━━━ Data to process ━━━
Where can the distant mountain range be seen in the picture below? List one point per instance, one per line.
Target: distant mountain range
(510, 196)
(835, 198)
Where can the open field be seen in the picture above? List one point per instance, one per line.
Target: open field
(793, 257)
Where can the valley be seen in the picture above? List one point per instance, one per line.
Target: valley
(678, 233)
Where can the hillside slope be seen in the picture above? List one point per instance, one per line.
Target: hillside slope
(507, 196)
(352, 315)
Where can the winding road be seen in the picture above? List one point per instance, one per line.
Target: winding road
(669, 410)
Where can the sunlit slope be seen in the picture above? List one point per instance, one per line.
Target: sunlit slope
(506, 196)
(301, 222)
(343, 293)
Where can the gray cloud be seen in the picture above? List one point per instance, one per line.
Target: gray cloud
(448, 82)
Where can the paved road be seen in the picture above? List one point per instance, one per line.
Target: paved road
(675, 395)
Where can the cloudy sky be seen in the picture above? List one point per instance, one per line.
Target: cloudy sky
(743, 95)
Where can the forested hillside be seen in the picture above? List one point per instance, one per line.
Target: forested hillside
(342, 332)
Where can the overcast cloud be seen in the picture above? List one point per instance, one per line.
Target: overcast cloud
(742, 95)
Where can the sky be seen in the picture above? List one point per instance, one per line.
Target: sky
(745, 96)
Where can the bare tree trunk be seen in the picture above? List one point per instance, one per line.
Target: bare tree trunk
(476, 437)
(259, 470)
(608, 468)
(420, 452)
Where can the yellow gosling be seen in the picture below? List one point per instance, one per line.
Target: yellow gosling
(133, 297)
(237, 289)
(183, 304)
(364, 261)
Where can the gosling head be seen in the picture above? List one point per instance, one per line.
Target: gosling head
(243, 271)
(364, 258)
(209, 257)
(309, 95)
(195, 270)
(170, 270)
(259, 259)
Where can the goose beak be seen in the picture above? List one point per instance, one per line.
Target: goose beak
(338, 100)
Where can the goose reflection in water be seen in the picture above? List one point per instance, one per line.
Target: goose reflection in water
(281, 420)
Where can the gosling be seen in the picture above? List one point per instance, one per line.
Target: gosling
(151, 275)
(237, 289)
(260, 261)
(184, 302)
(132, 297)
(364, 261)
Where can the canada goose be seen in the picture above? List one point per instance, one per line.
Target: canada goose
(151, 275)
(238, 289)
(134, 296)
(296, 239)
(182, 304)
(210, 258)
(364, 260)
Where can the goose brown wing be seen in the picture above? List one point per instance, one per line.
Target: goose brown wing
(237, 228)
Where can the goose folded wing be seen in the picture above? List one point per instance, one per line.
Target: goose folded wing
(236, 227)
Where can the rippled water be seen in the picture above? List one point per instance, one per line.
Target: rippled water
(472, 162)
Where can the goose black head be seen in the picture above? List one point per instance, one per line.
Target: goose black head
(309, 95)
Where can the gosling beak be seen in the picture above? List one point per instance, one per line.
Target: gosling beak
━━━
> Task details: Write down every line of the data exactly as it appears above.

> Final result:
Where can the distant mountain range be seen in the picture below? List one point per instance, one per line.
Target: distant mountain range
(510, 196)
(835, 198)
Where can the open field be seen in the picture above? List one point per instance, one per line.
Target: open field
(793, 257)
Where can the valley be seen in the picture above? List one point per instance, one per line.
Target: valley
(678, 233)
Where can the hillside slope be seen in the picture above? List one point per instance, one per line.
Target: hillside slope
(507, 196)
(352, 315)
Where can the winding road be seen in the picture above? List one point per instance, one per line.
Target: winding road
(669, 410)
Where can the sunlit slope be seen in the picture above? List one point per instance, one per line.
Target: sunlit slope
(506, 196)
(301, 222)
(343, 293)
Where can the gray cloud be seen in the picture above? List one point per instance, one per line.
Target: gray cloud
(448, 82)
Where can the paved road be seen in the picture above? List one point per instance, one per line.
Target: paved road
(675, 395)
Where can the cloudy sky be seen in the picture above? List one point per instance, one per line.
Target: cloudy sky
(743, 95)
Where can the forested hillside be seen in the picture above? List one point per instance, one per line.
Target: forested hillside
(342, 332)
Where can the overcast cloud be seen in the picture above? List one point per instance, one per line.
Target: overcast cloud
(742, 95)
Where can the sky be seen in the picture above? List one point per instance, one per line.
Target: sky
(745, 96)
Where can the bare tree trunk be seen in the picture above? List one point per instance, one per line.
Target: bare tree trunk
(476, 437)
(259, 470)
(608, 468)
(420, 452)
Where can the yellow gosling be seen in the picture below? List one point per instance, one per line.
Target: yellow gosling
(133, 297)
(237, 289)
(183, 304)
(364, 261)
Where can the gosling head be seen in the picture above? List one point per instance, one per line.
Target: gosling head
(243, 271)
(364, 258)
(209, 257)
(309, 95)
(195, 270)
(170, 270)
(259, 259)
Where can the goose beak be seen in the picture above? List one point per instance, one per line.
Target: goose beak
(338, 100)
Where can the goose reflection in water be seen in the picture above? List one point per instance, one per line.
Target: goose reflection in water
(281, 420)
Where can the gosling be seen in the picture above? List one point per instance, one per line.
Target: gosling
(151, 275)
(237, 289)
(260, 261)
(184, 302)
(132, 297)
(364, 261)
Where can the canada goose be seen in the picture above? List one point per instance, one per line.
Target: canada goose
(151, 275)
(238, 289)
(134, 296)
(296, 239)
(182, 304)
(210, 258)
(364, 260)
Where can the goose brown wing be seen in the picture above? List one point per instance, one per line.
Target: goose brown wing
(237, 228)
Where can the goose folded wing be seen in the picture above? List one point per instance, one per line.
Target: goose folded wing
(236, 227)
Where can the rippled water be seen in the picture above? List one point per instance, one per line.
Target: rippled water
(472, 162)
Where can the goose black head be seen in the picture above? List one point per instance, one per line.
Target: goose black head
(309, 95)
Where can the gosling beak be seen in the picture above? List one point per instance, one per line.
Target: gosling beak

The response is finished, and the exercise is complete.